Assignment
Only one stretch of the data below is needed. Output the lines from the one with "trunk in this photo." up to and including the one with "top in this photo.", exactly as they stand.

Material for the task
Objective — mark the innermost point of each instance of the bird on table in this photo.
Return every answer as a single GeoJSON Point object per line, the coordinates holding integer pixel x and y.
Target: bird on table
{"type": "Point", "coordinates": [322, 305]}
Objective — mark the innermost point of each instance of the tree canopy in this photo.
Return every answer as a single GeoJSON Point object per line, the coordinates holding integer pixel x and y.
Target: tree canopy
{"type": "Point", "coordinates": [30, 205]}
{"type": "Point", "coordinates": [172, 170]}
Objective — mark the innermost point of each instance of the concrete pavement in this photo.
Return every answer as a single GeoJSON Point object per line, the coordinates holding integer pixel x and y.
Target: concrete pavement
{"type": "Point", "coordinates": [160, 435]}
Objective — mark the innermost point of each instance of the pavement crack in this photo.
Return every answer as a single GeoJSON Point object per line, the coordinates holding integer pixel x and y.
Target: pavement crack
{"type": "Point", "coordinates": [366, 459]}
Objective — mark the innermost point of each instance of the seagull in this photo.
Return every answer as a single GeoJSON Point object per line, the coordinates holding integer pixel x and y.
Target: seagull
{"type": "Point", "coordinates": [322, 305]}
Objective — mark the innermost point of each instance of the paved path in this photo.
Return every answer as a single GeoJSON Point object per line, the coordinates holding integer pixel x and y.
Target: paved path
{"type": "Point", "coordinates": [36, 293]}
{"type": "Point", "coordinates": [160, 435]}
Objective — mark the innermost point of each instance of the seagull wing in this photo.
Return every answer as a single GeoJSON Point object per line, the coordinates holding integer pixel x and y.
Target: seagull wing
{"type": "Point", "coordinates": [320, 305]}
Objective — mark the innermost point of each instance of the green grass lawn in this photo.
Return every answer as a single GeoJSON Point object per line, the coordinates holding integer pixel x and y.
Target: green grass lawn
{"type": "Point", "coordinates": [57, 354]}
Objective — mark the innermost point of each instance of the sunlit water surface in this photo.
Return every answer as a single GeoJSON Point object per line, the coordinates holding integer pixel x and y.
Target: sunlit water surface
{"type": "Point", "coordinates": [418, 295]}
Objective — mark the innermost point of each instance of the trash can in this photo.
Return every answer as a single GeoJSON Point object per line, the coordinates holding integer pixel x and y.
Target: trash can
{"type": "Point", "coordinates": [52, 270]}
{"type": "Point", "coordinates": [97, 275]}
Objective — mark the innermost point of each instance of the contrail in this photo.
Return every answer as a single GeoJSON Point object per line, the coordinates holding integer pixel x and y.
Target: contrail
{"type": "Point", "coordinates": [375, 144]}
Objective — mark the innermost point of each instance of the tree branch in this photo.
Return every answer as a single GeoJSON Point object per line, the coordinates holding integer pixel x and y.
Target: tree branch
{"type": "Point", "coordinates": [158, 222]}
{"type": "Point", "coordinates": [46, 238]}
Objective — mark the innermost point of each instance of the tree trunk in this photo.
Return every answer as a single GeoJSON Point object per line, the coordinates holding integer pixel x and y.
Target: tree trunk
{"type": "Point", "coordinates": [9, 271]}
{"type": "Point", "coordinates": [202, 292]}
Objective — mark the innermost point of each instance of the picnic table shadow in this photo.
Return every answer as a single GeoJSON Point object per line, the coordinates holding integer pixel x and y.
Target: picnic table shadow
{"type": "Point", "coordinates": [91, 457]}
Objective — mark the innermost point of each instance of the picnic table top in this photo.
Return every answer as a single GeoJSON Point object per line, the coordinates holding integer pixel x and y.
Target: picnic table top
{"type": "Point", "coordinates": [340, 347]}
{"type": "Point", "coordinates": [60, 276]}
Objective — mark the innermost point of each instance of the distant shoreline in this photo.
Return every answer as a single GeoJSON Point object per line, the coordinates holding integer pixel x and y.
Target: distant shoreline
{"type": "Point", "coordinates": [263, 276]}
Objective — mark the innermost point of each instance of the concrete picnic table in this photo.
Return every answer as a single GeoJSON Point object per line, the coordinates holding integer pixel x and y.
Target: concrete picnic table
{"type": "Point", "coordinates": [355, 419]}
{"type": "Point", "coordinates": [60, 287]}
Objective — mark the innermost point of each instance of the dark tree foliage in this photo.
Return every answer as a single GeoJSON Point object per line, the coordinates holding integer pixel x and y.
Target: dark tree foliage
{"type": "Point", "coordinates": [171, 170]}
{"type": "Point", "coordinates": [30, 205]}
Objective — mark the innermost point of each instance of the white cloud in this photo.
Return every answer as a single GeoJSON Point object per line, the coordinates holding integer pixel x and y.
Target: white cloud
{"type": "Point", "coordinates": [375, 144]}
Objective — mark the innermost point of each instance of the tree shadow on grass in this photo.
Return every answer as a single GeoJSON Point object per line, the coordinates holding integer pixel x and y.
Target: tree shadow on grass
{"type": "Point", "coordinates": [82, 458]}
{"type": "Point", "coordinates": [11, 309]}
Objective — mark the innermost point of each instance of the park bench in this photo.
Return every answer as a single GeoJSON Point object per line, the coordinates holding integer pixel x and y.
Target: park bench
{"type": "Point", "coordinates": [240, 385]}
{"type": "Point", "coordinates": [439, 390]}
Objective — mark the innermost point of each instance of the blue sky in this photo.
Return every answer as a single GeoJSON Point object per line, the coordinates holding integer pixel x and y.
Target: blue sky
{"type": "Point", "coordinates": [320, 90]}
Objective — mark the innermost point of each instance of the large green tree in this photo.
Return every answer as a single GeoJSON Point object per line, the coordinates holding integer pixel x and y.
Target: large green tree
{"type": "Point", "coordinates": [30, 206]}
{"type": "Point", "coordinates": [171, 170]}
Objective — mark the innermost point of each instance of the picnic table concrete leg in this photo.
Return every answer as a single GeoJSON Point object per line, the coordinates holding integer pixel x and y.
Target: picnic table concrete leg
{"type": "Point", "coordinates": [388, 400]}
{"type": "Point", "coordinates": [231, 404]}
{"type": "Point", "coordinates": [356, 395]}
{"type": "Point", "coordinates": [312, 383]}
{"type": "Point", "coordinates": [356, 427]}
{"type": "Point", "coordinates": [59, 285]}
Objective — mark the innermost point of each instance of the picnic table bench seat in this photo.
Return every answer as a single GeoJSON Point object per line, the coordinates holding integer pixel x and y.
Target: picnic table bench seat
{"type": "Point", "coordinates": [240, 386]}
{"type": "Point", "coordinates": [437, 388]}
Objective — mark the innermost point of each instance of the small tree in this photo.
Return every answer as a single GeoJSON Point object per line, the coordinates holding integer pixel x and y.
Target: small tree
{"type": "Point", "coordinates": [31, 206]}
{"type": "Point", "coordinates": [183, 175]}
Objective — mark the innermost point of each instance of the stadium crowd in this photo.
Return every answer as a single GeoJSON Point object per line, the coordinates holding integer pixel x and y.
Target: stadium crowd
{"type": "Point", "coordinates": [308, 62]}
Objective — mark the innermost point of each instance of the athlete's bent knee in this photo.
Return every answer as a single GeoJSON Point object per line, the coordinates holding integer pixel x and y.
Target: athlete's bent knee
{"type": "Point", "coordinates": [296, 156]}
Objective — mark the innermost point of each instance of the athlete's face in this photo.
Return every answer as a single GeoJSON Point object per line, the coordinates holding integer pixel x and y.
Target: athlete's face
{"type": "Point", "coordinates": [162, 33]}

Completed task
Objective — mark the innermost point of each instance of the tree trunk in this photo.
Return every answer as a single GeoJSON Point object per line, the coordinates holding integer pixel x and y.
Target: tree trunk
{"type": "Point", "coordinates": [9, 271]}
{"type": "Point", "coordinates": [202, 292]}
Objective — mark the innermost point of each instance of the picnic table shadow in this photo.
Return every answer as a single GeoJSON Point object per line, the coordinates holding integer pixel x and y.
Target: picnic table shadow
{"type": "Point", "coordinates": [91, 457]}
Objective — mark the innermost point of each instance of the picnic table top in this photo.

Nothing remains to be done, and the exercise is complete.